» TASK GOAL
Every line from the start of the records below to the line containing "positive clicks: (1116, 725)" should be retyped exactly, that line included, and no others.

Records contained in a dataset:
+-------+

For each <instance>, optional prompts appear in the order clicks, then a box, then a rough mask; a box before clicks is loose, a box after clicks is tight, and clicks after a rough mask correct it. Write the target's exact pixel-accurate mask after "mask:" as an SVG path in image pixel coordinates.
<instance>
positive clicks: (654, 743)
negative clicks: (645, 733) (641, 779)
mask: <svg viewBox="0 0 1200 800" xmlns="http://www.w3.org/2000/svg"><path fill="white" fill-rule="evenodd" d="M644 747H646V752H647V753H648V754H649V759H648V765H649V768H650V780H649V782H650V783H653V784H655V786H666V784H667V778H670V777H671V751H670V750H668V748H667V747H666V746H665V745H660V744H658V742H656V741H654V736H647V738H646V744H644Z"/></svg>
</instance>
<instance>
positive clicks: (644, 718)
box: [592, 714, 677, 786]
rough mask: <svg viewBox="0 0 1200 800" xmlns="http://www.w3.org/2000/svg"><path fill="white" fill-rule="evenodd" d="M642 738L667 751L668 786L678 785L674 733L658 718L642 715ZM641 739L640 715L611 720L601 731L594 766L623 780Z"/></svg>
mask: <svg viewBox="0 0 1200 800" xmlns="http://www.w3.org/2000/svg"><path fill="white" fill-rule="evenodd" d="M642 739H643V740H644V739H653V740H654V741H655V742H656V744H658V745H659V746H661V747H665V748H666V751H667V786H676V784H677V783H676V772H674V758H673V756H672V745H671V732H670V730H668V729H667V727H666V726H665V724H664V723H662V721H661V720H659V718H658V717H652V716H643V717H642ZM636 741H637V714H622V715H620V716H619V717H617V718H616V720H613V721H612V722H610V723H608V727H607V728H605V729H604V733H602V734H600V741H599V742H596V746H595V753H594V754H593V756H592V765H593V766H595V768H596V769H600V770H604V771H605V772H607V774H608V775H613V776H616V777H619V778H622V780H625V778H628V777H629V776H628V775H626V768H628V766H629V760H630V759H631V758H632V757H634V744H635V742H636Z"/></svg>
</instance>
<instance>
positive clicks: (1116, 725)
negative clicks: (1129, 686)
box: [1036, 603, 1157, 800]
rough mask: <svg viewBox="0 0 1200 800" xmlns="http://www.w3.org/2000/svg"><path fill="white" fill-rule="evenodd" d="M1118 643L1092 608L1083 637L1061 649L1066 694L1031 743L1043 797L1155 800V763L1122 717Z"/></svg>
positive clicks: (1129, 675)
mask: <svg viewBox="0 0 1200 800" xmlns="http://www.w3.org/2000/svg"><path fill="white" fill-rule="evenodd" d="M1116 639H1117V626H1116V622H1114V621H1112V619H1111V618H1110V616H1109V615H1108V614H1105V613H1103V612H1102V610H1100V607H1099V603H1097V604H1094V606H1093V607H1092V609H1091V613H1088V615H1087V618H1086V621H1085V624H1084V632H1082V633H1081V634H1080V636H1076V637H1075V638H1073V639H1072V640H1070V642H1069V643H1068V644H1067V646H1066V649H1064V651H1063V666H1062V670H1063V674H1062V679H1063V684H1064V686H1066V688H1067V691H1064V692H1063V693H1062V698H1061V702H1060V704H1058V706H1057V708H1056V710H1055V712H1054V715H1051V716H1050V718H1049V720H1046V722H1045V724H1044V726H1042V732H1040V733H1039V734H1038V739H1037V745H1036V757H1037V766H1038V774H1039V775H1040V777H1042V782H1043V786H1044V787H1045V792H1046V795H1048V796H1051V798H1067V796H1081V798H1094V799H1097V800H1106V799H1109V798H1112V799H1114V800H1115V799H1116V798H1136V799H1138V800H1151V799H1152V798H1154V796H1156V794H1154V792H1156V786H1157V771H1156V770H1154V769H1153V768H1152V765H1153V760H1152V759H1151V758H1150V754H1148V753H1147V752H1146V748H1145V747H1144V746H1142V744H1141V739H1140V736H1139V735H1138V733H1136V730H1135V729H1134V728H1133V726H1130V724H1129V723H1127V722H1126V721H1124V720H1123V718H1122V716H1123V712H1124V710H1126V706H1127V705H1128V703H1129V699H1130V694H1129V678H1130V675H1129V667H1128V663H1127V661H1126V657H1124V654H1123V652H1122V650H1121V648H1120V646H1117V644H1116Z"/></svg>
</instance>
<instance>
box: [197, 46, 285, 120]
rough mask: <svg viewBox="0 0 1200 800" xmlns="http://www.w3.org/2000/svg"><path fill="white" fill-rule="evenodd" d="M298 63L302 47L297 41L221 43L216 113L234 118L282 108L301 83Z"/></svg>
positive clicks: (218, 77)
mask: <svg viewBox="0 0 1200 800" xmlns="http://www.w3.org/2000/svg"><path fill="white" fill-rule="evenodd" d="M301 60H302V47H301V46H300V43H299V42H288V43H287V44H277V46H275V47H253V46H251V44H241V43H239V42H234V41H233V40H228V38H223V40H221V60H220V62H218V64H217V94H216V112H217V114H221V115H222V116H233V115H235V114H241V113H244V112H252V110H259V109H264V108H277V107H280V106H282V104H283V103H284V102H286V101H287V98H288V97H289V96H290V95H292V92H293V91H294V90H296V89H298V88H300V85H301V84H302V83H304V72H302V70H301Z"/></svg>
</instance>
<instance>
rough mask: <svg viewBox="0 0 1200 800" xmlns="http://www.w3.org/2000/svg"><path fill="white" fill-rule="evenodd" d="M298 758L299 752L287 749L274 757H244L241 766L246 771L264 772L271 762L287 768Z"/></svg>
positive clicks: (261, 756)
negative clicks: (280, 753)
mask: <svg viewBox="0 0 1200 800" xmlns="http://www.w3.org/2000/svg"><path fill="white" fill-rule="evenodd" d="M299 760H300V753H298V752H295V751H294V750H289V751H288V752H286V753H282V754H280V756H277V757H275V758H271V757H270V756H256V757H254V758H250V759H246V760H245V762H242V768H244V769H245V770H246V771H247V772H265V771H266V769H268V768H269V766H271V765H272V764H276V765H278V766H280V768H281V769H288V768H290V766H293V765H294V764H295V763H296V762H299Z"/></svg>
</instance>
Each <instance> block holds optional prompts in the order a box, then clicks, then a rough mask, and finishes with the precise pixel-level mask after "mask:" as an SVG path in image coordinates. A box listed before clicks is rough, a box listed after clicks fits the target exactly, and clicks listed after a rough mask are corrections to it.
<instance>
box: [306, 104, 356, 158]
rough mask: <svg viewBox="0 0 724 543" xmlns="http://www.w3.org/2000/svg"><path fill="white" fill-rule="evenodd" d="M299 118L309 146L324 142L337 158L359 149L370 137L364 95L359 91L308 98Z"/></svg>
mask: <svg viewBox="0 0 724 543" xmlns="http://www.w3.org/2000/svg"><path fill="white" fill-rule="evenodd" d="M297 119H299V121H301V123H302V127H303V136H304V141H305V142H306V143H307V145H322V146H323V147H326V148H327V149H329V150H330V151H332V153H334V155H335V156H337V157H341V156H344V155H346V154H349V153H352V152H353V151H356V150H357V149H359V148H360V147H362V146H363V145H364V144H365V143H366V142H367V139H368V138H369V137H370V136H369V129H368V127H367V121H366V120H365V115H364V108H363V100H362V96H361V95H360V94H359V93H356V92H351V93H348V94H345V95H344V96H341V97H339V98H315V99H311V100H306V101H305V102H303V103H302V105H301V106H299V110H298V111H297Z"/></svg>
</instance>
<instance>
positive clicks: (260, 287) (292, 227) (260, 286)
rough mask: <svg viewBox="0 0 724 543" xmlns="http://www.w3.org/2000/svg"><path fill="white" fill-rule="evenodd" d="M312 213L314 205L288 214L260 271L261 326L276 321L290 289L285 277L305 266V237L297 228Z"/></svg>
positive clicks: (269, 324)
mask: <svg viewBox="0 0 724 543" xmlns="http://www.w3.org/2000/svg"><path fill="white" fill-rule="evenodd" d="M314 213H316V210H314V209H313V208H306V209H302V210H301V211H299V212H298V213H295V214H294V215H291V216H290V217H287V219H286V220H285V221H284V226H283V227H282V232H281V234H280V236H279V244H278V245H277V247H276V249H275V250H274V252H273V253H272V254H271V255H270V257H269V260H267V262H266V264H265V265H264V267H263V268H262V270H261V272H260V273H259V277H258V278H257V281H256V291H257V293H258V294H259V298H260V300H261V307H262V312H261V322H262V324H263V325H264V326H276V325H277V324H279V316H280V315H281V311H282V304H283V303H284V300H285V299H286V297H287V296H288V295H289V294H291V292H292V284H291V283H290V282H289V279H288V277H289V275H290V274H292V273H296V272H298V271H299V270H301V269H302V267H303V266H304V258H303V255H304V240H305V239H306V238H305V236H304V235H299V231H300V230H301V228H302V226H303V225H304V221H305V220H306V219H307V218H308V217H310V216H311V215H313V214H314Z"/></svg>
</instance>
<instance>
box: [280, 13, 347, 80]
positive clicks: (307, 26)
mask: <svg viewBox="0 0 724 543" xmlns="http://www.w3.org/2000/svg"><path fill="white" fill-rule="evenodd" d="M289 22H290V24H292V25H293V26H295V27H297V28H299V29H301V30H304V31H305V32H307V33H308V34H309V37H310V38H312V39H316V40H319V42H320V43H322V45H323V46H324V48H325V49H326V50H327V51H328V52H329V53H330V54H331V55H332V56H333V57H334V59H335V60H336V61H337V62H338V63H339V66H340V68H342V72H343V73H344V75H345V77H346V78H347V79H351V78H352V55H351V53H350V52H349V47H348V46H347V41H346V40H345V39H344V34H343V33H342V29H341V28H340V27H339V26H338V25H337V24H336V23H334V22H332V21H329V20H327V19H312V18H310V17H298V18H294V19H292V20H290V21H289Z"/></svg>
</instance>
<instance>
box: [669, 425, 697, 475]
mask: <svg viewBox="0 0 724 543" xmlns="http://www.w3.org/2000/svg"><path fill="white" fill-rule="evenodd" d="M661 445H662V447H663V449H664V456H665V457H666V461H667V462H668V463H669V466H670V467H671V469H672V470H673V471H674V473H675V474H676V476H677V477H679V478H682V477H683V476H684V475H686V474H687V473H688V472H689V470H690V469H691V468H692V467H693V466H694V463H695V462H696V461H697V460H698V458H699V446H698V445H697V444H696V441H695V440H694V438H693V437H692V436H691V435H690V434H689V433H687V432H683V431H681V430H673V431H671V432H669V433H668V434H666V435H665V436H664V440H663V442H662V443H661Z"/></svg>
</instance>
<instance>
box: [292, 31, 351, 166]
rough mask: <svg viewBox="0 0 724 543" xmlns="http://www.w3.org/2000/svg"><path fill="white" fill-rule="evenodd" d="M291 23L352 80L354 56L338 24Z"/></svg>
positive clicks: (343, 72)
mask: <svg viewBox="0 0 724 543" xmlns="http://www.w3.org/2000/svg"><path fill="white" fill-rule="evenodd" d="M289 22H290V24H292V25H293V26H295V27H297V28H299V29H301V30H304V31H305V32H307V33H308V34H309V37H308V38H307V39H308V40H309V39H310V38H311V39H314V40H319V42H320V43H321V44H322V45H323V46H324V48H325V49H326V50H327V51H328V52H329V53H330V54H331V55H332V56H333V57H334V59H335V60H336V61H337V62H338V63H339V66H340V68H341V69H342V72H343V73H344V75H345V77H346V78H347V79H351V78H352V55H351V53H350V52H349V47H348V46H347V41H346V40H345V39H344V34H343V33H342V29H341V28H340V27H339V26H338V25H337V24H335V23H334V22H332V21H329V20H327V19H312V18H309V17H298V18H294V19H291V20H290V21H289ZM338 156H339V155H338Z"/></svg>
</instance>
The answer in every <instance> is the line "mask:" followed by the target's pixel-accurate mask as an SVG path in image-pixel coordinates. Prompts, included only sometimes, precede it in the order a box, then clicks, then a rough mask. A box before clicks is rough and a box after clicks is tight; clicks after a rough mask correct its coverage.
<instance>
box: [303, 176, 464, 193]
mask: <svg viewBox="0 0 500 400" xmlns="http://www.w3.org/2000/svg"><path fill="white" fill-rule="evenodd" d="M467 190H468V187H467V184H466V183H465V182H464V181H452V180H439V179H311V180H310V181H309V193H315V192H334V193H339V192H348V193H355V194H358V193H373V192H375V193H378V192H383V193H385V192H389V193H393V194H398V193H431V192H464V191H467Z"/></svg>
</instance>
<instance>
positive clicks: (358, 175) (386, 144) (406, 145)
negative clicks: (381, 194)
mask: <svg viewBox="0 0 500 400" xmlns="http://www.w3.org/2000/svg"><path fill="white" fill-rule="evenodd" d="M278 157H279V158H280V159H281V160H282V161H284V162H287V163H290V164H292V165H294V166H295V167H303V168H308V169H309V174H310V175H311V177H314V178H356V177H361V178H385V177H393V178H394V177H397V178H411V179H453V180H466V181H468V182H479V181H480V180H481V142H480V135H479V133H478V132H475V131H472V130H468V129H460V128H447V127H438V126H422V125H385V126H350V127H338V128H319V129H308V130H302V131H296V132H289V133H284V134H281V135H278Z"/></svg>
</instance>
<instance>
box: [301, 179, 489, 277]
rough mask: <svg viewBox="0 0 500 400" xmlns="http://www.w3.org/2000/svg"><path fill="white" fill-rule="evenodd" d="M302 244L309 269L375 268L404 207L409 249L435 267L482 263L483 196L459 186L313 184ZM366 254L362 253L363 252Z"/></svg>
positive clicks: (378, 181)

+-------+

» RESPONSE BOX
For each <instance>, optional prompts appear in the order clicks, then a box, then a rough mask; a box before clicks is loose, a box after clicks is tight, and clicks after a rough mask correct it. Write the target's exact pixel-accurate mask after "mask:" as an SVG path in image pixel coordinates.
<instance>
positive clicks: (654, 743)
negative clicks: (645, 733) (641, 779)
mask: <svg viewBox="0 0 1200 800" xmlns="http://www.w3.org/2000/svg"><path fill="white" fill-rule="evenodd" d="M644 747H646V752H647V753H648V754H649V759H648V765H649V768H650V780H649V782H650V783H653V784H655V786H666V784H667V778H670V777H671V751H670V750H668V748H667V747H666V746H665V745H660V744H658V742H656V741H654V736H647V738H646V744H644Z"/></svg>
</instance>
<instance>
positive clicks: (644, 718)
box: [592, 714, 677, 786]
rough mask: <svg viewBox="0 0 1200 800" xmlns="http://www.w3.org/2000/svg"><path fill="white" fill-rule="evenodd" d="M642 738L667 751L668 786L678 785L674 733L658 718L642 715ZM641 739L640 715L611 720L601 731L594 766L623 780Z"/></svg>
mask: <svg viewBox="0 0 1200 800" xmlns="http://www.w3.org/2000/svg"><path fill="white" fill-rule="evenodd" d="M642 739H643V740H644V739H653V740H654V741H655V742H656V744H658V745H659V746H661V747H665V748H666V751H667V786H676V784H677V783H676V772H674V758H673V756H672V745H671V732H670V730H668V729H667V727H666V726H665V724H664V723H662V721H661V720H659V718H658V717H652V716H643V717H642ZM636 741H637V714H622V715H620V716H619V717H617V718H616V720H613V721H612V722H610V723H608V727H607V728H605V729H604V733H602V734H600V741H599V742H596V746H595V753H594V754H593V756H592V765H593V766H595V768H596V769H600V770H604V771H605V772H607V774H608V775H613V776H616V777H619V778H622V780H625V778H628V777H629V776H628V775H626V768H628V766H629V760H630V759H631V758H632V757H634V744H635V742H636Z"/></svg>
</instance>
<instance>
positive clicks: (1116, 725)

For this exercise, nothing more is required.